Records provided =

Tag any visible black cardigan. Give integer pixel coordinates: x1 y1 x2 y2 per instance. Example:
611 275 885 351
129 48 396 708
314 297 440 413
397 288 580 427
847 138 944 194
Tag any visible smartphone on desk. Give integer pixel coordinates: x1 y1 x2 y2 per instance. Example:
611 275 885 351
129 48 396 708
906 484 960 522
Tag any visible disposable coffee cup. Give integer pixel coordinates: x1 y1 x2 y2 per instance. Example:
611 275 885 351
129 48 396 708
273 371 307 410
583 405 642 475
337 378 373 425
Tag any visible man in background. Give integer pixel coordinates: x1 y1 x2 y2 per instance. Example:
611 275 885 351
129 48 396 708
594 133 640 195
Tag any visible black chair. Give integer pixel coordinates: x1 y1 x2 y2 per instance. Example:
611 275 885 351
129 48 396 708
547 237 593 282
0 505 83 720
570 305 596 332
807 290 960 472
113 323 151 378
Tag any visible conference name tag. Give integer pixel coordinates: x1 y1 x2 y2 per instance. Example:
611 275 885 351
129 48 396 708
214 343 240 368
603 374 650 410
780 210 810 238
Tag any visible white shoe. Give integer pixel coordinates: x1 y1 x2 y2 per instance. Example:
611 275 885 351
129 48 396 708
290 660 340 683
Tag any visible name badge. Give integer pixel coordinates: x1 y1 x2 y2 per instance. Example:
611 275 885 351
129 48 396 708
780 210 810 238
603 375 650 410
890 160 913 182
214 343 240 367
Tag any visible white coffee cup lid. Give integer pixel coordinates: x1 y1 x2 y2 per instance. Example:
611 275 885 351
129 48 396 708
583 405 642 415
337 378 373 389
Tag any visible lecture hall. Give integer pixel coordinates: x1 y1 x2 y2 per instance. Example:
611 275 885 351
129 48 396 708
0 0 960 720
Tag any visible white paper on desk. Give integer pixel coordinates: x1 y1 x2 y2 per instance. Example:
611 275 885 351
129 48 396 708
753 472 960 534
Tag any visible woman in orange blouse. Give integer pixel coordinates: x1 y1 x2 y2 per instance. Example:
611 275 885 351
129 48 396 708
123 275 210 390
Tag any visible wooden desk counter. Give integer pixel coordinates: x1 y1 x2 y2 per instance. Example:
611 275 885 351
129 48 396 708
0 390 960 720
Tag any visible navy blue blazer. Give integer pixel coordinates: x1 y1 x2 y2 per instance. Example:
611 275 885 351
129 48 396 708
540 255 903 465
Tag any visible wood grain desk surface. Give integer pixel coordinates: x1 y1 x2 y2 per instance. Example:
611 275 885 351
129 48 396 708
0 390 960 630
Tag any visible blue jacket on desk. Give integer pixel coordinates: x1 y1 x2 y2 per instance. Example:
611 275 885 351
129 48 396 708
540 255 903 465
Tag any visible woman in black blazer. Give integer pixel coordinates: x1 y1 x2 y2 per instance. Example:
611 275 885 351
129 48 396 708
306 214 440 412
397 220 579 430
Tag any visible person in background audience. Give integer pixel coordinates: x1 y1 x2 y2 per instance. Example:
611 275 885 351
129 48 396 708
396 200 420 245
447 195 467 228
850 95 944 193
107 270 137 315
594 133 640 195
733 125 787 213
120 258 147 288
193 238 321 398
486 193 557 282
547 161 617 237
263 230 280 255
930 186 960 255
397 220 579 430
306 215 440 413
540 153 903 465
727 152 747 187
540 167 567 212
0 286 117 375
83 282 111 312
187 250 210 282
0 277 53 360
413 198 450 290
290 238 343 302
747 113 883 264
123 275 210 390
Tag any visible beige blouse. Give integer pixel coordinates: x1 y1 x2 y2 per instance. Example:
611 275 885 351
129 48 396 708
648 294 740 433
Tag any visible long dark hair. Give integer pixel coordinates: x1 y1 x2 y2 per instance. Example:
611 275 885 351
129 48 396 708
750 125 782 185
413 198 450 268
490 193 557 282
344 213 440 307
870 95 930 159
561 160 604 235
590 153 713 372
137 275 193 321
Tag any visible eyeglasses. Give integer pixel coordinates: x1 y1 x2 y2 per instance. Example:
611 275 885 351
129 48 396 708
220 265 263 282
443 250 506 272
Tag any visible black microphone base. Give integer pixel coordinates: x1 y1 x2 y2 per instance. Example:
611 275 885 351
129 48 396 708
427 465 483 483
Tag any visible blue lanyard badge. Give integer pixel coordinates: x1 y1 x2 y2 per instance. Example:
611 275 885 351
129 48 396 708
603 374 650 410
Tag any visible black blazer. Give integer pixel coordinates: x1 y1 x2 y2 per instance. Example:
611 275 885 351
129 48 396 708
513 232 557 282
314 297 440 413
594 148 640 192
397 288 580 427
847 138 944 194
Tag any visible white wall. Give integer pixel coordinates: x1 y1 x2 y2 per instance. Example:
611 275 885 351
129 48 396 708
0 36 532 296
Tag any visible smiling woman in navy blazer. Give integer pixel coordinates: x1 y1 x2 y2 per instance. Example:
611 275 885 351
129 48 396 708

Objective = Reproduce verbatim the stretch of the records above from the line containing "Tag any visible lecture" through the line containing "0 390 960 720", including both of those lines.

In response =
Tag any visible lecture hall. Give integer pixel coordinates: x1 y1 x2 y2 per instance. Example:
611 275 885 351
129 48 396 708
0 0 960 720
Tag any visible white paper on desk. Give integer pixel coordinates: x1 y1 x2 y2 per instance. Example:
611 275 885 351
129 48 396 708
753 472 960 534
Tag any visible woman in orange blouse. Give integer pixel coordinates: x1 y1 x2 y2 per instance. Example:
611 275 885 351
129 48 396 708
123 275 210 390
Tag any visible wooden desk counter. Give integer pixel coordinates: x1 y1 x2 y2 per instance. Example:
611 275 885 351
129 48 396 708
0 390 960 720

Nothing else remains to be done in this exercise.